はじめに
電車の中や会議中、テスト中に急な腹痛に襲われたことはありませんか?
食べすぎ、飲みすぎ、食あたりなど、来てほしくないタイミングで来るお腹の痛みは勘弁してほしいものです。
このような、もしもの時のために薬箱に正露丸を常備しているご家庭もあるかと思います。
正露丸は複数の製薬会社が販売していますが、ラッパのマークが目印になっているのは大幸薬品の正露丸です。この記事では大幸薬品の正露丸について解説します。
なぜお腹を壊すのか
正露丸の解説の前にお腹をこわしてしまう仕組みについて知っていきましょう。
下痢や軟便は何らかの刺激により大腸の動きが過剰になったり、腸内の水分量が多くなることで起こります。
原因1 自律神経が過敏になり、ぜん動運動が活発になりすぎる。

データ:
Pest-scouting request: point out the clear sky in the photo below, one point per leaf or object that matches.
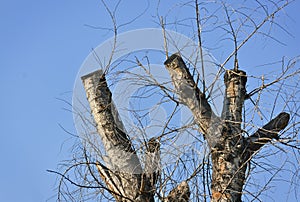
(42, 46)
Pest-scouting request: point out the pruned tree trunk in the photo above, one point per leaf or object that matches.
(123, 173)
(230, 150)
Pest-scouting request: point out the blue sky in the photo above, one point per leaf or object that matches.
(43, 44)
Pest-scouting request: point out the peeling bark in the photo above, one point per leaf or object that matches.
(123, 174)
(228, 157)
(230, 150)
(188, 92)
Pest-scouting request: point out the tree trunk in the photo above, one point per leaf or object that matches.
(230, 150)
(123, 174)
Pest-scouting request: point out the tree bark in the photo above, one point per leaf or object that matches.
(230, 150)
(123, 174)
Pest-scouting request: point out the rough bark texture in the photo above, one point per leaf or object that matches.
(123, 174)
(230, 150)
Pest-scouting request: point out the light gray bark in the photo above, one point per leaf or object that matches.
(123, 173)
(230, 150)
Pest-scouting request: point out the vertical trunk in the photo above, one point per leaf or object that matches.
(228, 156)
(123, 171)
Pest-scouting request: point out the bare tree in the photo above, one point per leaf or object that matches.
(253, 126)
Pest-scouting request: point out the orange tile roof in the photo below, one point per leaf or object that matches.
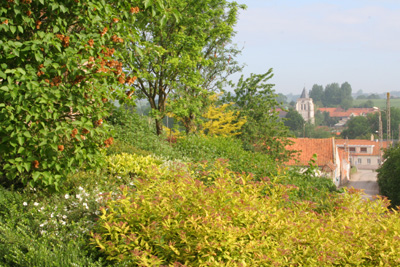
(339, 112)
(310, 146)
(361, 142)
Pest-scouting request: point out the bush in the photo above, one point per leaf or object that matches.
(198, 148)
(236, 221)
(38, 232)
(136, 134)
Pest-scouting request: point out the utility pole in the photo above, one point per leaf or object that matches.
(380, 136)
(388, 119)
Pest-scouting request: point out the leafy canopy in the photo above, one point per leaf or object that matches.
(60, 66)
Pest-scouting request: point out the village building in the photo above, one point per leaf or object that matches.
(331, 161)
(344, 115)
(305, 107)
(363, 154)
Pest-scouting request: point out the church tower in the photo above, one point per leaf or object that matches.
(305, 107)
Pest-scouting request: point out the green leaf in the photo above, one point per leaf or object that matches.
(19, 167)
(27, 166)
(35, 176)
(163, 20)
(147, 3)
(27, 134)
(22, 71)
(63, 9)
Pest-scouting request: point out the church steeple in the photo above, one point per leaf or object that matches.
(305, 106)
(304, 94)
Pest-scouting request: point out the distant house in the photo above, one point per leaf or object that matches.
(364, 154)
(344, 115)
(330, 161)
(351, 112)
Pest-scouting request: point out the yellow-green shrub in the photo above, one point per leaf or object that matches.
(133, 165)
(235, 221)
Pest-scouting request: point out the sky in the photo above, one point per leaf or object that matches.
(309, 42)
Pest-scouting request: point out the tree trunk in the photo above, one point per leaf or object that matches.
(159, 128)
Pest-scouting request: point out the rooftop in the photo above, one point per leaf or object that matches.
(310, 146)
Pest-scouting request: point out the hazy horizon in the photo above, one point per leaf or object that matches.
(310, 42)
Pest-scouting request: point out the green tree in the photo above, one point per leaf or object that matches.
(346, 100)
(332, 95)
(256, 100)
(389, 175)
(294, 121)
(317, 93)
(60, 65)
(178, 47)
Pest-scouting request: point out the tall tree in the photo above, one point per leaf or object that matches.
(178, 48)
(332, 95)
(346, 100)
(60, 64)
(256, 100)
(317, 94)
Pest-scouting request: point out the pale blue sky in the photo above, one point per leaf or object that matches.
(310, 42)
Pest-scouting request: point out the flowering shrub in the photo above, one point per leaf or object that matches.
(235, 221)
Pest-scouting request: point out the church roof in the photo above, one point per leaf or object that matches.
(304, 94)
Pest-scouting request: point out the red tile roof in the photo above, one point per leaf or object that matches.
(308, 147)
(361, 142)
(339, 112)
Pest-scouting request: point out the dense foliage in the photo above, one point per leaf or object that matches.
(256, 100)
(60, 65)
(221, 218)
(178, 46)
(333, 95)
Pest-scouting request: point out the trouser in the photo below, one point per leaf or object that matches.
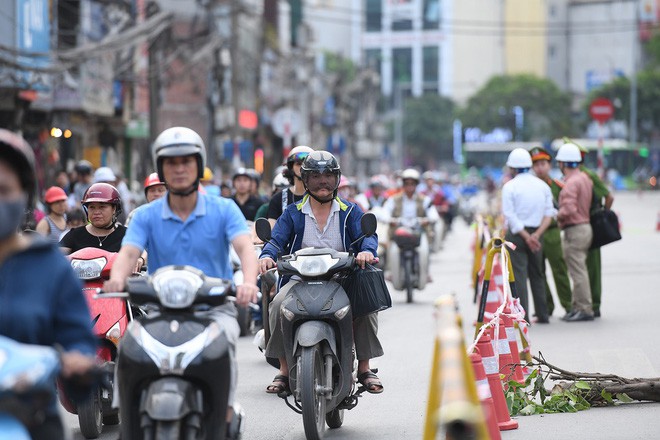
(527, 265)
(552, 251)
(595, 280)
(576, 242)
(365, 330)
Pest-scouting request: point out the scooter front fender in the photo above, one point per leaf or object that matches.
(170, 399)
(311, 333)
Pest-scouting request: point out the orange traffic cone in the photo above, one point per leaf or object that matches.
(485, 349)
(495, 290)
(510, 331)
(485, 397)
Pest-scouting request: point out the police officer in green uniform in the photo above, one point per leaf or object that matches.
(552, 250)
(602, 198)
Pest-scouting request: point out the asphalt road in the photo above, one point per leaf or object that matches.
(623, 341)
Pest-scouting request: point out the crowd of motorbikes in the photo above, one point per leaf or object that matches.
(165, 364)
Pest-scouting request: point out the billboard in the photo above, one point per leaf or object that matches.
(32, 38)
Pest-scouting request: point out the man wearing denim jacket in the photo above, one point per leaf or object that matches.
(321, 220)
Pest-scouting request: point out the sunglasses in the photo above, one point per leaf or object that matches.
(298, 158)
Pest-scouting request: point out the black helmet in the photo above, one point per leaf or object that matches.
(320, 162)
(16, 151)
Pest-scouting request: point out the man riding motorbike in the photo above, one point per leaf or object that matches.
(279, 202)
(190, 228)
(321, 220)
(409, 206)
(102, 205)
(41, 297)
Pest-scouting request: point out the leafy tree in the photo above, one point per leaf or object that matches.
(547, 110)
(427, 128)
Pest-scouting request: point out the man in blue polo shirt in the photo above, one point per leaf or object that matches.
(189, 228)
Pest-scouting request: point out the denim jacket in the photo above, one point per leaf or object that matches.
(290, 227)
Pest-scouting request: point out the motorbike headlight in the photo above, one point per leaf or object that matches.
(177, 289)
(339, 314)
(313, 265)
(89, 269)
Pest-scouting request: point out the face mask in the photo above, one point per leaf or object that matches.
(11, 216)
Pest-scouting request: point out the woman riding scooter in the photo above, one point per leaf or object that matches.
(102, 205)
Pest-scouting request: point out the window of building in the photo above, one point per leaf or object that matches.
(374, 12)
(402, 65)
(431, 14)
(372, 59)
(430, 59)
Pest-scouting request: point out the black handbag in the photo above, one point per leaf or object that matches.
(605, 227)
(367, 291)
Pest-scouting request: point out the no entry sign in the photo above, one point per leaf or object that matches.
(601, 109)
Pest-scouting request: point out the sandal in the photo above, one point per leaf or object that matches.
(370, 382)
(280, 384)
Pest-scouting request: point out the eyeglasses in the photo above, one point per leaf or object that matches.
(297, 158)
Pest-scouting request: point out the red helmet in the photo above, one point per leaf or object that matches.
(151, 180)
(102, 193)
(54, 194)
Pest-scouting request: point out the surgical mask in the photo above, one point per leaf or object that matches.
(11, 216)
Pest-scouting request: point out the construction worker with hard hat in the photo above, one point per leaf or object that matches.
(573, 218)
(528, 211)
(552, 250)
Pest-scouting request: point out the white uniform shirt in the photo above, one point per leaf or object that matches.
(526, 199)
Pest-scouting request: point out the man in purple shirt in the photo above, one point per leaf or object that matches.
(573, 219)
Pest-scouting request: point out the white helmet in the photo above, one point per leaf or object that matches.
(410, 173)
(569, 153)
(519, 158)
(104, 174)
(175, 142)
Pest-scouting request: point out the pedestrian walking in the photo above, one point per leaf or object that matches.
(528, 211)
(573, 218)
(552, 250)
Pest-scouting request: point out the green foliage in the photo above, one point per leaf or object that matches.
(525, 403)
(427, 127)
(547, 112)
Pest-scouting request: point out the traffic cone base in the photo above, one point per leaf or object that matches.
(485, 349)
(485, 397)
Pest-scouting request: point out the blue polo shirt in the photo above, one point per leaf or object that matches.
(201, 241)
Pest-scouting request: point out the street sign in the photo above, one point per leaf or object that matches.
(286, 122)
(601, 109)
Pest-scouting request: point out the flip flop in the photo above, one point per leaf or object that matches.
(280, 383)
(372, 386)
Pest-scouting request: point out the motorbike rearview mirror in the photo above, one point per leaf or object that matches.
(262, 227)
(368, 223)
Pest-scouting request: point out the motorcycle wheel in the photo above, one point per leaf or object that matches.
(408, 280)
(90, 415)
(244, 317)
(310, 379)
(167, 430)
(335, 418)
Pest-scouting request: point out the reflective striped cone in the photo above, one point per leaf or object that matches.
(503, 349)
(495, 290)
(485, 349)
(510, 330)
(485, 397)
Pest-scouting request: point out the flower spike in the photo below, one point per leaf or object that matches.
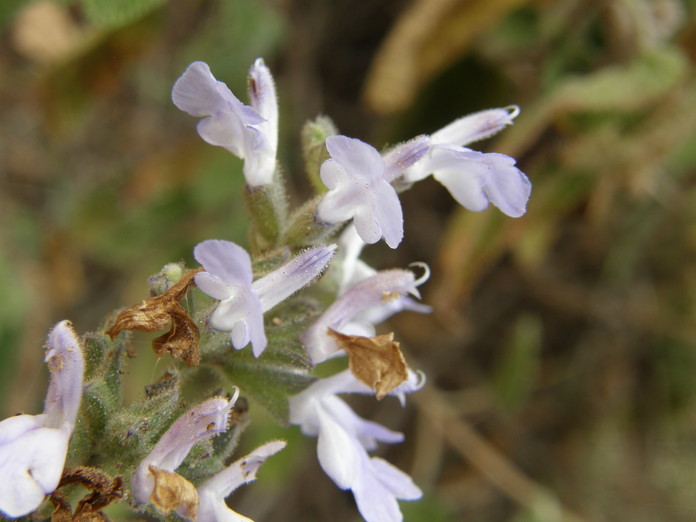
(344, 440)
(365, 304)
(228, 278)
(212, 493)
(201, 422)
(475, 179)
(358, 180)
(33, 447)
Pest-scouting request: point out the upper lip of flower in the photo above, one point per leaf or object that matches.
(249, 132)
(33, 447)
(228, 278)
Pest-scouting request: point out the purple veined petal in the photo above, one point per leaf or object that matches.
(292, 276)
(333, 174)
(374, 503)
(224, 131)
(45, 449)
(31, 466)
(239, 335)
(214, 286)
(377, 489)
(233, 309)
(374, 291)
(342, 203)
(226, 260)
(201, 422)
(14, 427)
(395, 480)
(476, 126)
(240, 472)
(388, 214)
(357, 157)
(506, 186)
(464, 183)
(262, 97)
(257, 332)
(367, 432)
(474, 178)
(367, 225)
(353, 269)
(212, 493)
(403, 156)
(198, 93)
(337, 451)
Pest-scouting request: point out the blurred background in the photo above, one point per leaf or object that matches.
(561, 352)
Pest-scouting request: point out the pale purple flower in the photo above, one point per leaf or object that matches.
(228, 277)
(33, 447)
(344, 439)
(248, 132)
(475, 179)
(358, 178)
(356, 311)
(212, 493)
(201, 422)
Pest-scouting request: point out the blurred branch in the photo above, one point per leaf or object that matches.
(498, 469)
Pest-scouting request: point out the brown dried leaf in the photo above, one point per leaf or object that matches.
(376, 361)
(105, 490)
(172, 491)
(164, 311)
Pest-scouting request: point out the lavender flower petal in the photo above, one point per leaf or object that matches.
(477, 126)
(201, 422)
(474, 179)
(212, 493)
(355, 176)
(33, 448)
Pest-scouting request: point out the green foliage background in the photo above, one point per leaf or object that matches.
(561, 353)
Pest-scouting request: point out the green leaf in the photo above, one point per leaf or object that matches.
(283, 368)
(268, 208)
(314, 153)
(517, 369)
(117, 13)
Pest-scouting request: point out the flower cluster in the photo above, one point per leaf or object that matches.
(298, 296)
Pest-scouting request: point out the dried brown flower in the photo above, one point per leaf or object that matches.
(172, 491)
(164, 311)
(376, 361)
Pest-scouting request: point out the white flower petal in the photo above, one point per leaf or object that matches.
(198, 92)
(292, 276)
(225, 260)
(476, 126)
(336, 450)
(358, 158)
(214, 286)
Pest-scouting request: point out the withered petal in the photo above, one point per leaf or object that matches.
(375, 361)
(172, 491)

必要な作業:
A - 正露丸に関する本文によると、ラッパのマークが目印になっている正露丸はどの会社のものですか。
B - 正露丸に関する本文を、最後の文の続きから書き進めてください。

番号別の回答:
A - 大幸薬品の正露丸です。

B -
緊張やストレス、冷えなどで自律神経が過敏になり腸を刺激します。ぜん動運動が活発になると、水分を吸収しきれずに便が腸内を通過するために軟便や下痢が引き起こされます。
原因2 腸管内の水分が過剰になる。
アルコールや水分の摂り過ぎによって便がやわらかくなります。
原因3 ウイルス・細菌などの病原体に感染。
食あたり、水あたりは腸内に入った細菌やウイルスなどが原因で起こります。その他にも、いわゆる「お腹のかぜ」で、吐きくだしや下痢などの症状があらわれることがあります。
このような症状があらわれたら、腸の動きを正常な状態に戻すことが必要です。
腸の動きを正常に戻すには、腸の動きや水分バランスを整えるお薬が有効です。
正露丸とはどんな薬?
・天然の生薬成分を配合した胃腸薬
・過剰なぜん動運動を正常に戻し、腸内の水分バランスを整える
・お腹の大事な菌を殺さないで、腸の運動と機能を調節してお腹の症状を改善。
・腸の動きを止めないので炎症や腸の機能に支障をきたすウイルスや毒素をとどめず排出する。
・鎮静鎮痛効果でむし歯の痛みを一時的に鎮める。
代表的な成分は日局木(もく)クレオソートという成分です。
クレオソートの主な作用はぜん動運動を調節し、腸液の水分調節をすることです。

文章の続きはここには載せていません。